Biden’s debate performance also carries the potential of affecting other races. Democratic-leaning voters with genuine concerns about how an infirm man will handle running the country might choose not to vote in the election, which will hurt all the other Democratic candidates on the ballot. And, aside from the electoral concerns, it might be immoral to allow an entitled octogenarian to handle foreign policy at a time of global crises. It’s one thing when you can’t get your elderly father to stop driving their car because you’re worried they will run over a child. It’s quite another when the elderly father has the power to invade another country.
These are all extremely compelling reasons to ask Biden to step aside or to start an insurgency leading up to the convention in August. But if the point of this election is to defeat Trump—and I imagine for many Democrats it is—then you have to do some dirty calculations and realize that you don’t have a Plan B because all the backups aren’t ready yet, and because introducing one of them in the middle of the game is a risky gamble, at best. There are countless problems that would come with the process of choosing a new candidate—if you bypass Kamala Harris, for example, does she just go quietly? And how do you sell the optics of nullifying the logical norms of succession for the first Black person and first woman to ever serve as Vice-President? If you’re a supporter of Gavin Newsom, are you even sure he will agree to take on a potential losing and chaotic run at an office he could much more credibly run for in 2028? If you believe Gretchen Whitmer has the best chance of defeating Trump, because of her advantage in the “blue wall” states, does her relative paucity of national connections tank her chances in a convention setting? Perhaps none of these are as weighty of a concern as Biden’s bad debate, but every road you go down with any of the possible substitutes kicks up potentially endless questions like these.
Can you invite such chaos when you can’t even decide on the successor? Or are Biden’s chances so dismal that any warm body would be preferable to watching him decline in public, get mercilessly ridiculed by Trump for the next four months, and then ultimately lose a low-turnout landslide that also takes out Democrats in the House and Senate? What are the chances that the Party can actually coalesce around a plan, whatever that might be? There is also a question of timing: How do you litigate a potentially toxic battle for the candidacy and settle on a coherent message? How do they prepare candidates who haven’t been vetted for possible October surprises? A Biden replacement would not have the benefit of a primary season that would have increased their name recognition. Though it’s true that a bake-off convention might generate a lot of positive press coverage and excitement, it’s also possible that there just might not be enough time to craft any sort of pitch to the American people other than “This is the understudy for Biden and you should vote for them because they are not Donald Trump.”

************

» WORK TASK A:
The passage on replacing Biden says Democrats who want to defeat Trump have no Plan B. Please explain, in one to three sentences, what reasons it gives for that.
» WORK TASK B:
According to the passage on replacing Biden, in what month is the convention?
» WORK TASK C:
Decide whether each statement agrees with the passage on replacing Biden, answering yes or no and quoting the words that settle it:
(i) A Biden replacement would gain name recognition from a primary season.
(ii) Kamala Harris is called the first Black person and first woman to serve as Vice-President.
(iii) Gavin Newsom could more credibly run for the office in 2028.

» DATA PROVIDED:
************

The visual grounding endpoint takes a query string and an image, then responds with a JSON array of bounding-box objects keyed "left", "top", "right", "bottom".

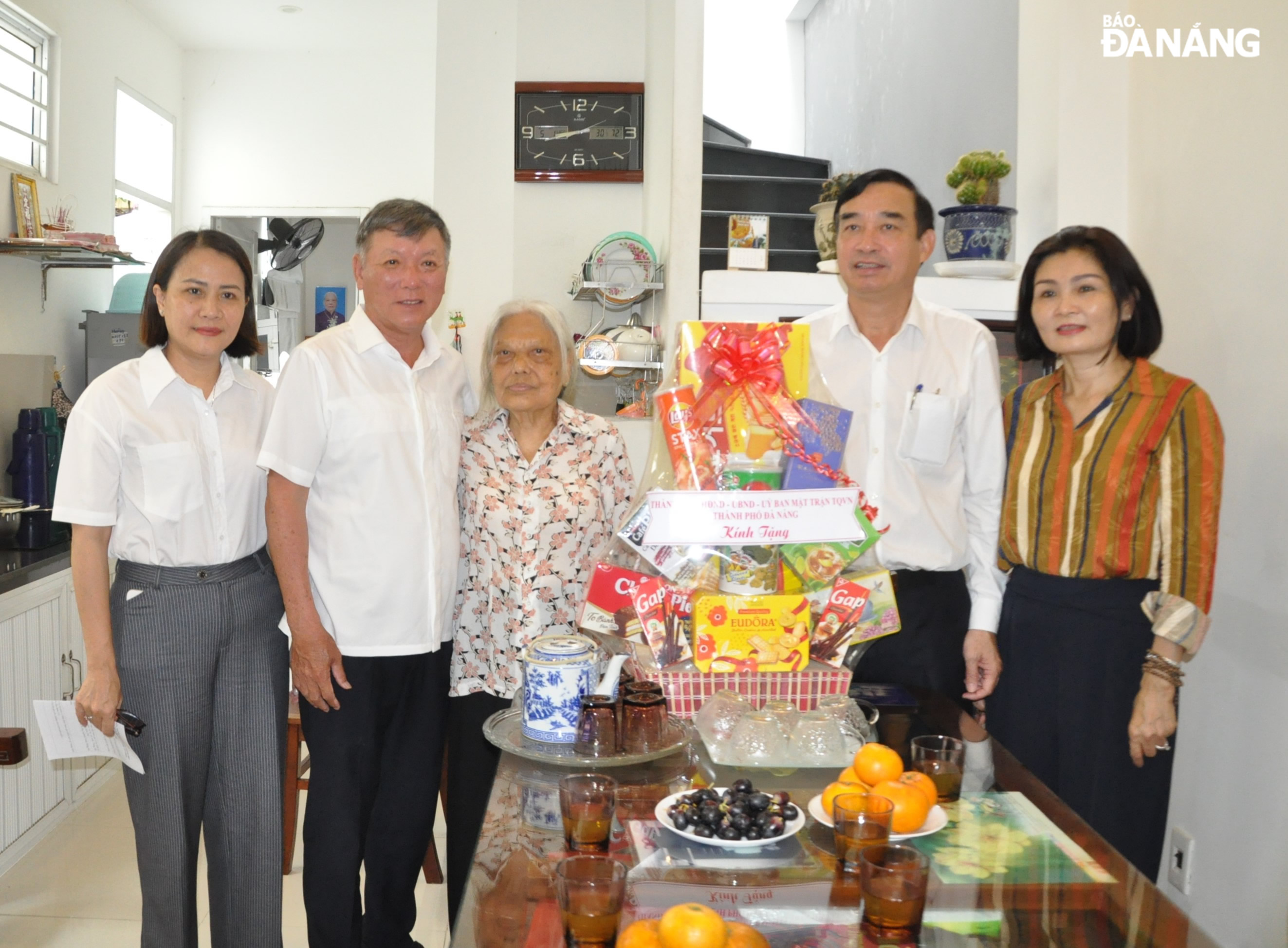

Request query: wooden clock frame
[{"left": 514, "top": 82, "right": 644, "bottom": 183}]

************

» WRITTEN RESPONSE A:
The backups aren't ready yet. Introducing one of them in the middle of the game is a risky gamble at best.

» WRITTEN RESPONSE B:
August.

» WRITTEN RESPONSE C:
(i) No: "A Biden replacement would not have the benefit of a primary season that would have increased their name recognition."
(ii) Yes: "the first Black person and first woman to ever serve as Vice-President"
(iii) Yes: "an office he could much more credibly run for in 2028"